MATERIAL SUPPLIED:
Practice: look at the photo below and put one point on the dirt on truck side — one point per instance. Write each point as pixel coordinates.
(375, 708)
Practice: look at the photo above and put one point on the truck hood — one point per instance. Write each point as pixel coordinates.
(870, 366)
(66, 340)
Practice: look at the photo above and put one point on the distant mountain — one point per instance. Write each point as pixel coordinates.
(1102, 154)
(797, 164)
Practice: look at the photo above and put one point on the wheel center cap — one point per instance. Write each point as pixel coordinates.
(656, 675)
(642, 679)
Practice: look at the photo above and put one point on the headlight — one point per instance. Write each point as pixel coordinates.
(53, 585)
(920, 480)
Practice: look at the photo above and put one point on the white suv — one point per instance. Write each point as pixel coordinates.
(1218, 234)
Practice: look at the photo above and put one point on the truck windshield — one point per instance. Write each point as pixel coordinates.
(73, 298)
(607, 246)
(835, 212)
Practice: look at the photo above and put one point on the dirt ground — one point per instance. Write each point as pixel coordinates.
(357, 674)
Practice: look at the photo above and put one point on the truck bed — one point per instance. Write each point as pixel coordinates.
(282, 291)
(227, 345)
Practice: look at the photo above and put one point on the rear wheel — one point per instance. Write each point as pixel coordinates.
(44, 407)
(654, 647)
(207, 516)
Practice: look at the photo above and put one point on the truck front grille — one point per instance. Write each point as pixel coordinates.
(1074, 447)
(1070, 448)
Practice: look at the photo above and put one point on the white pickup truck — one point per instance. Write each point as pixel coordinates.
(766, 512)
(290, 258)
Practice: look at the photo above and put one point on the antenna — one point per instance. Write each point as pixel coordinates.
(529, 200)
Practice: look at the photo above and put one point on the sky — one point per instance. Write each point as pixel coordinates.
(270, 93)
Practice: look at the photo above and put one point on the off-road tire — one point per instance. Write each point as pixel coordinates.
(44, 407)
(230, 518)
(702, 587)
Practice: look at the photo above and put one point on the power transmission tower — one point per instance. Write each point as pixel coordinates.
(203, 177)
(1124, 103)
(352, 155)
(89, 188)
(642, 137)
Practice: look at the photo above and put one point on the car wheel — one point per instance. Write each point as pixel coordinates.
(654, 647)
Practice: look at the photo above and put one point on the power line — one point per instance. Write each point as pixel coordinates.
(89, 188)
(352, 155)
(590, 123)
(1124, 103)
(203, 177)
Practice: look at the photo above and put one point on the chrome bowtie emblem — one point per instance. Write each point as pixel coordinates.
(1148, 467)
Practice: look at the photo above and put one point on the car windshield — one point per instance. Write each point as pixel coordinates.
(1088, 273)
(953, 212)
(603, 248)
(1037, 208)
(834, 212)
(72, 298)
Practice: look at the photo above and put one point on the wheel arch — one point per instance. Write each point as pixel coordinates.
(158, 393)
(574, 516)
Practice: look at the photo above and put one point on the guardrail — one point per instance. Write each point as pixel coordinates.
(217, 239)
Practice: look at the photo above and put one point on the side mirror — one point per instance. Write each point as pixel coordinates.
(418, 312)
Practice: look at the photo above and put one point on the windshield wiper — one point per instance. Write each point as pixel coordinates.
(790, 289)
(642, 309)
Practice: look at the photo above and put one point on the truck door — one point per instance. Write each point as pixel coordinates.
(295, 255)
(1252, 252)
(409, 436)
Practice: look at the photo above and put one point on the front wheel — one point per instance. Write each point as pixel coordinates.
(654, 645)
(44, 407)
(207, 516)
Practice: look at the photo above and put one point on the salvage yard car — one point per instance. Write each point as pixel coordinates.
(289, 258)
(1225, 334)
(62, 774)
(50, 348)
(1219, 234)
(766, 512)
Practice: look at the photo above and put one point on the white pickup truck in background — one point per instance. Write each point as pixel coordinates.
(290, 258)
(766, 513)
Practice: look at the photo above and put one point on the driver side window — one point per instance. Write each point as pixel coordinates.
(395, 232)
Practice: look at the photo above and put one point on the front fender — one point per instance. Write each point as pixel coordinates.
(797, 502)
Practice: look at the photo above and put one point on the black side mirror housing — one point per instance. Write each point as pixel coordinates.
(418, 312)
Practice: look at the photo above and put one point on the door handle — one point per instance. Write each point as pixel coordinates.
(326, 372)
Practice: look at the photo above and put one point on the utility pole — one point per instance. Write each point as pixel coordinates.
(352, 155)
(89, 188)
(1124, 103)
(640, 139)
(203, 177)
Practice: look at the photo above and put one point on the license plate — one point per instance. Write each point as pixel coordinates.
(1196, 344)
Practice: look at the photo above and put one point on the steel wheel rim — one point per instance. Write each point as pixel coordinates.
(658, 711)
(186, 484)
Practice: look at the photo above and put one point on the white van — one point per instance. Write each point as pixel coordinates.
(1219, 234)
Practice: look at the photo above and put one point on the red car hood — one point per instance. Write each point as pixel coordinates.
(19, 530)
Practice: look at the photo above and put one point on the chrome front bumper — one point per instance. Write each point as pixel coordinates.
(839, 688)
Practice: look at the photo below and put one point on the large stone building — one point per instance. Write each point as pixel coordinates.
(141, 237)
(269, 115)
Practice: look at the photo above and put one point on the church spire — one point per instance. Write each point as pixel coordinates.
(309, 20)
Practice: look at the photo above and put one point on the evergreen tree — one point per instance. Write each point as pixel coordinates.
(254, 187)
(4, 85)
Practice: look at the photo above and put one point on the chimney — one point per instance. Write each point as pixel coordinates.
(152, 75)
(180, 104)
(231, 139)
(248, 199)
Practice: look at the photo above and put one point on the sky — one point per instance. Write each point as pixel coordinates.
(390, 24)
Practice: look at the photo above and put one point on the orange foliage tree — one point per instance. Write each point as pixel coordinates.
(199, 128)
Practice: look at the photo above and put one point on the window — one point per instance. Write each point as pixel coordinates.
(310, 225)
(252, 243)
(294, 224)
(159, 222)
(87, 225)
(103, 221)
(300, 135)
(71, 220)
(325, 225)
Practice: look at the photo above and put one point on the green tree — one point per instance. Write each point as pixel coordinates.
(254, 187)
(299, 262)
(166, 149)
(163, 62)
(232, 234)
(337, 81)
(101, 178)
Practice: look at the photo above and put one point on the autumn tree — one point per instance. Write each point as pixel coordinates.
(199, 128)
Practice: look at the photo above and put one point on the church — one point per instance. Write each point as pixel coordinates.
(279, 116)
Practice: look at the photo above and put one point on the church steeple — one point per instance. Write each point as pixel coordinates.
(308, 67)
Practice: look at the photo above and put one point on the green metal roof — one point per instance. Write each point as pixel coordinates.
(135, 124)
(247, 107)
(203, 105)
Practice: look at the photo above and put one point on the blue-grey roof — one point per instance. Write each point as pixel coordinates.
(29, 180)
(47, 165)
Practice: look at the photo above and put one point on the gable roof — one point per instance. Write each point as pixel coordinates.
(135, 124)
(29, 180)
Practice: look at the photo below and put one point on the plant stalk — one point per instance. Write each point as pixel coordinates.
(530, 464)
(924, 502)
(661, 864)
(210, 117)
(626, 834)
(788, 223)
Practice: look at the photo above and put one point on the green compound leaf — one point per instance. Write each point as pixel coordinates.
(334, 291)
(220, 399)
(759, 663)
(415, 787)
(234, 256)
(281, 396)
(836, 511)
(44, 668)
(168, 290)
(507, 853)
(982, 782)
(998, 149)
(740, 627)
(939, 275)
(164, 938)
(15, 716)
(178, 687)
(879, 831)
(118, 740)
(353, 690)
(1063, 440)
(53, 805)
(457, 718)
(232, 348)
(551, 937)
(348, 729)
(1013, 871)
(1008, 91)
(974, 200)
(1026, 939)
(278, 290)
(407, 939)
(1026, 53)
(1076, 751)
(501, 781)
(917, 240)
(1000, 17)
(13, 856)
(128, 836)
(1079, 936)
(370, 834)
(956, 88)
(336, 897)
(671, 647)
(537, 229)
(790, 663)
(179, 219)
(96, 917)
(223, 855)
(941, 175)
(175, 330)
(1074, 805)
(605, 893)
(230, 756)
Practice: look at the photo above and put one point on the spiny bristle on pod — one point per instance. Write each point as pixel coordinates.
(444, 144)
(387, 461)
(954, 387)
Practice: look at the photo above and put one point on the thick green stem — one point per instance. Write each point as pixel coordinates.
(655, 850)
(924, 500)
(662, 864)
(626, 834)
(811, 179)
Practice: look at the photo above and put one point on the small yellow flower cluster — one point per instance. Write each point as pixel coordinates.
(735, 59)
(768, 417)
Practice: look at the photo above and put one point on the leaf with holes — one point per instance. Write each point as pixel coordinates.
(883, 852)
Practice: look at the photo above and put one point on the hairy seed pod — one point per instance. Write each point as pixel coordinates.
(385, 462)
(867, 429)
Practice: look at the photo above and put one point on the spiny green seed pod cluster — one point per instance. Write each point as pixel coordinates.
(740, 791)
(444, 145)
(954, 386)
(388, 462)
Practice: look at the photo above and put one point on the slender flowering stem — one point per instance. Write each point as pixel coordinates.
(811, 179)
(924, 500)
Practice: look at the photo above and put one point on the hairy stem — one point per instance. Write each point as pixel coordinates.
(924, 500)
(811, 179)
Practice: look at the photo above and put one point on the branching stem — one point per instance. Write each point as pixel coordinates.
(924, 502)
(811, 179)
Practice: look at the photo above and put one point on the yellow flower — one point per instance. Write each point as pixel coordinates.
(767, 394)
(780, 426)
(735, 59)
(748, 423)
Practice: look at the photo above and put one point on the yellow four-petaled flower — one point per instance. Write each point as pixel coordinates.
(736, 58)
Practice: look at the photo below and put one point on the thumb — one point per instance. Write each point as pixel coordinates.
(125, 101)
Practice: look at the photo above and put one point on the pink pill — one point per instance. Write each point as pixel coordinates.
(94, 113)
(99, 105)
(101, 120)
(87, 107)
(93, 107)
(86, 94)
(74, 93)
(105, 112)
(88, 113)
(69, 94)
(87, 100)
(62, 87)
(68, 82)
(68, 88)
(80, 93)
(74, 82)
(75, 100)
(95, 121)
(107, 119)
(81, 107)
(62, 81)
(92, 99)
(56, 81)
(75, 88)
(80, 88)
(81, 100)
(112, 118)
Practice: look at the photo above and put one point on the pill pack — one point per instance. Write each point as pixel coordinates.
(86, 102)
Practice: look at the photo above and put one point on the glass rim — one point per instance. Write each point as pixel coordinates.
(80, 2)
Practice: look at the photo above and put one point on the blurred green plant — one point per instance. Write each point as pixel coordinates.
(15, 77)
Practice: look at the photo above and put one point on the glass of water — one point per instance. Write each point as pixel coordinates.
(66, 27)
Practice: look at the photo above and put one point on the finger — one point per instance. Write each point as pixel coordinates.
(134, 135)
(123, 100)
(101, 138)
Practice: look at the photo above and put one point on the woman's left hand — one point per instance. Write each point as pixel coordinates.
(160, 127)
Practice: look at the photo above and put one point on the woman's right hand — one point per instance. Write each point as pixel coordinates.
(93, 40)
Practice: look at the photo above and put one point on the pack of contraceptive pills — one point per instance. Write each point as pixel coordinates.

WHAT IS NEEDED:
Begin at the line containing "on the pink" and reproduce each line through the end of the records above.

CORRECT RESPONSE:
Practice: look at the photo above and put one point on the pink pill — one point per instance. Write each point as pixel coordinates.
(94, 113)
(99, 105)
(101, 120)
(87, 107)
(93, 107)
(86, 94)
(74, 93)
(105, 112)
(88, 113)
(69, 94)
(87, 100)
(62, 87)
(68, 82)
(68, 88)
(80, 93)
(74, 82)
(75, 100)
(95, 121)
(107, 119)
(81, 107)
(62, 81)
(92, 99)
(56, 81)
(75, 88)
(80, 88)
(81, 100)
(112, 118)
Practice: look at the photo above and put one point on the pill pack — one point per instance. Write each point as pixel coordinates.
(86, 102)
Practice: look at the photo above and put one point on the glass rim — one point per instance. Write each point as pixel coordinates.
(80, 2)
Practice: look at the photo above and put one point on the blurred green plant — one point per instance. Write each point as pixel coordinates.
(15, 77)
Practice: look at the photo above and put one point on the glass of water — one point per instance. Write each point as pixel coordinates.
(66, 27)
Practice: look at the photo above and put one point on the finger — one point per instance. Write each point as pixel coordinates.
(134, 135)
(123, 100)
(101, 138)
Practice: look at the photo above and put one point on the woman's left hand — one point per instance. Write each point as pixel coordinates.
(160, 127)
Practice: look at the photo above and put one point on the woman's right hand — one point per instance. Write each point as pixel coordinates.
(93, 40)
Practice: look at the photo above and put one point on the pack of contraceptive pills — one point per instance. Write each point as pixel coordinates.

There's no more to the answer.